* The problem
Please rescale the records between the line holding "Can you find the park" and the line holding "x=350, y=552", inclusive. Reproduce every line in that span with each x and y coordinate multiplied by 2.15 and rounded to the nearest whole number (halves round up), and leave all other text unchanged.

Recorded data

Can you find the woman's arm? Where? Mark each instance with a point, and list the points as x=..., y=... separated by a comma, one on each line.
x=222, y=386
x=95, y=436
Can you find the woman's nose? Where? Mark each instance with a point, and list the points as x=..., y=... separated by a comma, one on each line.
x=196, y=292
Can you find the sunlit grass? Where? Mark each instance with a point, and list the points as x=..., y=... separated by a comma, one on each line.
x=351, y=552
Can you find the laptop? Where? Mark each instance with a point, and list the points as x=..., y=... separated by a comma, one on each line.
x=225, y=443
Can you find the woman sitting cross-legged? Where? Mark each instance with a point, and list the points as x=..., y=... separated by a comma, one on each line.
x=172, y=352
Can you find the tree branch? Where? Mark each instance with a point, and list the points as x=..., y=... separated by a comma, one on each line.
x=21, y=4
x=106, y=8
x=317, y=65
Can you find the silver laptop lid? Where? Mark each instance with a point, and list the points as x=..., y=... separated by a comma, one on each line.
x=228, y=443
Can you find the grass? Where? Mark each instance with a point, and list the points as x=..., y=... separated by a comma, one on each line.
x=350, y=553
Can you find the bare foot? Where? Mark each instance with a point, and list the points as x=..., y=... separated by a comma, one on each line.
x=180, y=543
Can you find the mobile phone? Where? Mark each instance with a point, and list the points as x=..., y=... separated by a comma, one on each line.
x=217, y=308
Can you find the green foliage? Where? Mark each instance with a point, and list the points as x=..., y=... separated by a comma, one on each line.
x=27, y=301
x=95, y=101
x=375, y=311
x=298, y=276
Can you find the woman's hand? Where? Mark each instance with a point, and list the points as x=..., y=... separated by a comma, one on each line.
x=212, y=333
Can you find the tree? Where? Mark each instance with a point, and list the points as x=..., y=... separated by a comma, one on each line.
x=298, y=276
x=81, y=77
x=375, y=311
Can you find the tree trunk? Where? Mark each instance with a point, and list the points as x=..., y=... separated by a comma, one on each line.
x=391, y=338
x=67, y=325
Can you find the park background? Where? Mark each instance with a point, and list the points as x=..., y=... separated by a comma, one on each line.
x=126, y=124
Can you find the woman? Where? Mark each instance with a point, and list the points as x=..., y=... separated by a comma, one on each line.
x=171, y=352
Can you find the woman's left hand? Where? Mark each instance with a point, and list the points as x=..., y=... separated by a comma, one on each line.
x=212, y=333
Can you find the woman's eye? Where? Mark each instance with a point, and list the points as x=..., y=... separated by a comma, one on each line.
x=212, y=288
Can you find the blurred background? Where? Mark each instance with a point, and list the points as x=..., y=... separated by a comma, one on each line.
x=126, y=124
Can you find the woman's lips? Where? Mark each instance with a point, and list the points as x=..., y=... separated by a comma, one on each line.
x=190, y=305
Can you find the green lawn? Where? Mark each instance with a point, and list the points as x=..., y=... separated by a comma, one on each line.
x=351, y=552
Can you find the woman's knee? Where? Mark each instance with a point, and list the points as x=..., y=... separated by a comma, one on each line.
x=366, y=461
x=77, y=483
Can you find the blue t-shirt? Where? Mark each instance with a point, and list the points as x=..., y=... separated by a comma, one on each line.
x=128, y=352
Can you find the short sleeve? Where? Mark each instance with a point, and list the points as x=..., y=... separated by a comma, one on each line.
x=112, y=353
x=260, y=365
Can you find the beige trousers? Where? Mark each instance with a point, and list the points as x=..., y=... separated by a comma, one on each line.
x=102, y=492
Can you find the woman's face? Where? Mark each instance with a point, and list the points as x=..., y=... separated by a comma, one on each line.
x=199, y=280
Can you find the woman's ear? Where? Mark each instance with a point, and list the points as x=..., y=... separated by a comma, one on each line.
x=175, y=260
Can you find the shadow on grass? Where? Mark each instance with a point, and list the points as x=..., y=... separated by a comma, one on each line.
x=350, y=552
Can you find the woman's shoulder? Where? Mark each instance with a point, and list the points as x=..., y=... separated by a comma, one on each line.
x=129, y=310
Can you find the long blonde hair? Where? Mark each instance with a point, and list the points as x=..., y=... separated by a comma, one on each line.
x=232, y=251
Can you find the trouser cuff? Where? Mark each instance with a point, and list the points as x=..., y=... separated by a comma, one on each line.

* Result of this exercise
Can you find the park background? Where? Mark each instance with a point, and list the points as x=..., y=... separated by a comma, one on each line.
x=271, y=267
Can you find the woman? Where? Mark each instance with a point, and list the points as x=..., y=... separated by a comma, one on each line.
x=368, y=757
Can you find the woman's left hand? Where? Mark each instance with a point, and list the points as x=..., y=... separated by a comma, one on each line.
x=456, y=716
Can you find the woman's eye? Where? Mark each instance with a point, and list the points as x=..., y=... separated by a comma, one on each line.
x=456, y=619
Can you find the blurred background? Where? Mark each instance with a point, and list the points as x=..., y=... separated by a comma, one on each line.
x=271, y=267
Can you find the woman's lips? Where? Mark each instance with a point, and list the points as x=..., y=... separated by a comma, one on each line.
x=409, y=656
Can you find the green lawn? Where? Mark each instance with a point, and list the points as x=..., y=... separated by a comma, one on each line.
x=755, y=1187
Can you find the woman's knee? Where? Mark each instance with a point, and list the points as x=..., y=... separated by a comma, one on each line.
x=787, y=991
x=166, y=1038
Can you find the blue t-shirt? Where? Mark each instance with a point, and list the points as x=..., y=... separated by a comma, one on each line.
x=275, y=757
Can you find the short sleeve? Where? Mark each instance with a point, and list the points as x=..., y=... separated by a comma, one on each line.
x=241, y=759
x=559, y=785
Can you find the beige trousers? Where? Mark each instance with a point, and list the points as x=..., y=... separated by a comma, one on each line.
x=219, y=1058
Can you find the woman's face? Where? Mark each instance with a point, and list the points as x=..., y=... separated by a comma, one on each line.
x=428, y=602
Can you find the woman's ear? Where? Mark each instance with a point, and list the points as x=..., y=... separated by a comma, one on each line.
x=376, y=559
Can you find the shadow on grass? Where? Mark each instance with a point, and list the points as x=..., y=... separated by a comma, one on each line.
x=753, y=1187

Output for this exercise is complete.